**WHAT THE TASK ASKS:** Please pick up the post on the Prison Policy Initiative's 2025 incarceration report and continue it from where it stops.

**DOCUMENT TEXT:**

I believe the folks at the Prison Policy Initiative typically wait until “pi day” (3/14) to release their annual amazing “pie” graphic and associated report on US incarceration realities. But this year, we all get to consume this data pie a little early, as the latest version of the PPI report, now “Mass Incarceration: The Whole Pie 2025,” is today available at this link. Yet again, the Whole Pie provides a spectacular accounting of the particulars of who and where of incarceration in the United States (as I have said before, the extraordinary “pies” produced by PPI impart more information in a few images than just about any other single resource I know). This PPI press release has the main visual and other highlights; here is part of this latest pie report’s introductory text and overview:
Can it really be true that most people in jail are legally innocent? How much of mass incarceration is a result of the war on drugs, or the profit motives of private prisons? Have popular reforms really triggered a crime wave? These essential questions are harder to answer than you might expect. The various government agencies involved in the criminal legal system collect a lot of data, but very little is designed to help policymakers or the public understand what’s going on. The uncertainty that results muddies the waters around our society’s use of incarceration, giving lawmakers and lobbyists the opportunity to advance harmful policies that do not make us safe. As criminal legal system reforms become increasingly central to political debate — and are even scapegoated to resurrect old, ineffective “tough on crime” policies — it’s more important than ever that we get the facts straight and understand the big picture.

**DATASET:**

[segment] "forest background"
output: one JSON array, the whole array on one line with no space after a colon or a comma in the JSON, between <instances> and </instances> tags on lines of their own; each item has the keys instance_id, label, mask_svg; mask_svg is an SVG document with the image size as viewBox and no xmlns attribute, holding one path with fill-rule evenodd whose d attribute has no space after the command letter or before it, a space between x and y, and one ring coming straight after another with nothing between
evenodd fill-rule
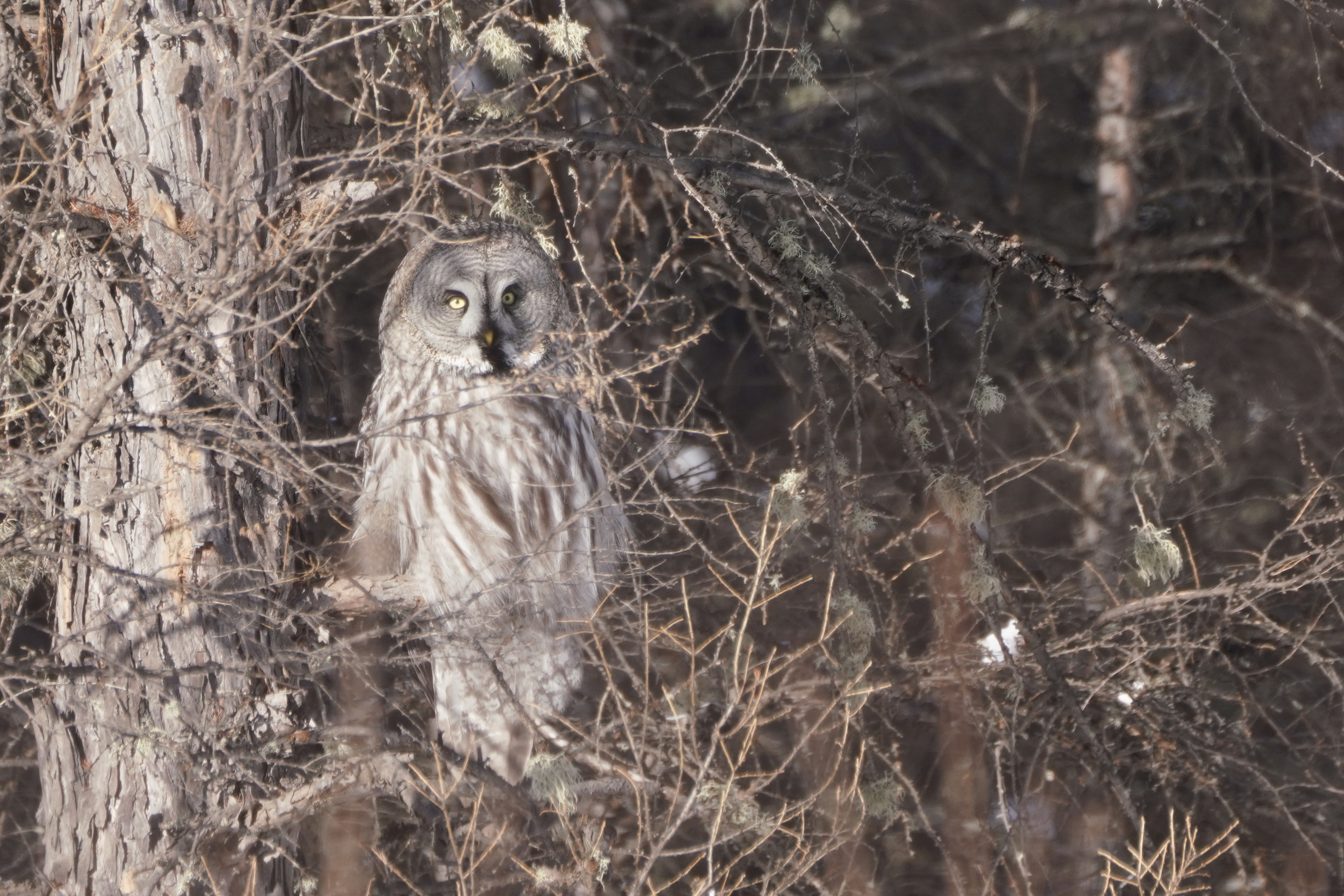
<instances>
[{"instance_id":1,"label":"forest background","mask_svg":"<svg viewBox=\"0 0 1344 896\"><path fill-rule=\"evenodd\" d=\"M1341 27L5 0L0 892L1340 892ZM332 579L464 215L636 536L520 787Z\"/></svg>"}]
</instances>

**OUTPUT:**
Further complicating matters is the fact that the U.S. doesn’t have one criminal legal system; instead, we have thousands of federal, state, local, and tribal systems. Together, these systems hold nearly 2 million people in 1,566 state prisons, 98 federal prisons, 3,116 local jails, 1,277 juvenile correctional facilities, 133 immigration detention facilities, and 80 Indian country jails, as well as in military prisons, civil commitment centers, state psychiatric hospitals, and prisons in the U.S. territories — at a system-wide cost of at least $182 billion each year.
This report offers some much-needed clarity by piecing together the data about this country’s disparate systems of confinement. It provides a detailed look at where and why people are locked up in the U.S., and dispels some common myths about mass incarceration to focus attention on overlooked issues that urgently require reform. For the first time, we also include a high-level look at changes to confined populations over the past few years.
As always, there is way to much “pie” to consume in one post. Kudos to Wendy Sawyer and Peter Wagner for authoring this report and to everyone at Prison Policy Initiative who help us understand just what incarceration means (and looks like) by the numbers in the US.